#### Set of tasks:
(1) Answer these questions about the Turtle Hospital post:
(a) In what town is The Turtle Hospital?
(b) What do turtles eat mostly?
(c) What can fishing hooks and other garbage cause turtles to get?
(2) Extend the Turtle Hospital post with a few more paragraphs, picking up after its last sentence.

#### Page excerpt:

═══

The Turtle Hospital – Save the Turtles!
My favorite thing about my trip to The Florida Keys was our visit to The Turtle Hospital in Marathon, FL.
I always considered myself pretty Earth conscience, considered myself to be relatively 'green'. I mean, I recycle, I use metal straws at home, I try not to waste water, I drive an Eco-friendly car, but after visiting The Turtle Hospital, I am a changed woman. There is always more we can do. I'm going to really try to use less plastic.
I knew sea turtles had issues with plastic and trash in the ocean, but I didn't totally understand why until this visit. Turtles eat mostly jellyfish. What looks like jellyfish in the water? Plastic bags! Also, you know how pretty it is when people do a balloon release, well, those balloons end up popping and in the ocean and turtles eat them! Then the turtles can't digest them and they can die. So limit your plastic usage and don't litter!
Also, fishing hooks and other garbage can cause turtles to get tetanus, which leads to lockjaw. One of a turtle's biggest defense mechanisms is its strong jaws so lockjaw is not good.

═══

#### Dataset section:
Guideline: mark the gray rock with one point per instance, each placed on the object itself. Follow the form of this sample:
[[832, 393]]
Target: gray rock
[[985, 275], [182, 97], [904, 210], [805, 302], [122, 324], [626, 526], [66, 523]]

═══

#### Solved problems:
(1)
(a) Marathon, FL.
(b) Jellyfish.
(c) Tetanus, which leads to lockjaw.

(2)
Pesticides and chemical runoff in the oceans cause the turtles to grow tumors and that inhibits their ability to swim and eat. A few of the turtles at the hospital still had tumors because they had to be removed in stages. They looked so sad. I just wanted to give them a hug.
Another thing that really affects turtles in the area, getting hit by boats or jet skis. Or even sometimes when they get attacked by sharks or bigger predators. When their shells are hit sometimes it allows air pockets to form and that causes buoyancy issues and they can't swim. Also, sometimes getting hit on their shells causes them to become partially paralyzed. At the hospital, they will attach weights to their shell to help balance out the air pockets.
The goal of the hospital is to release as many turtles back into the wild as possible. They keep tabs on the turtles that come and go from the hospital with trackers that you can then see through their website. They also do this just to see if they have any return guests to the hospital.
We were really in for a treat because they had a baby Leatherback Turtle. Leatherback Turtles aren't super common for the area, but they look really cool. That day, the Leatherback Turtle was getting physical therapy to make sure he could dive properly so he could be released back into the wild. They said maybe even later that day he would be let go. The little guy had a hurt flipper. Baby turtles are sometimes attacked by bigger birds or predators and a flipper can be damaged.
UPDATE: Little Leatherback Turtle has been released!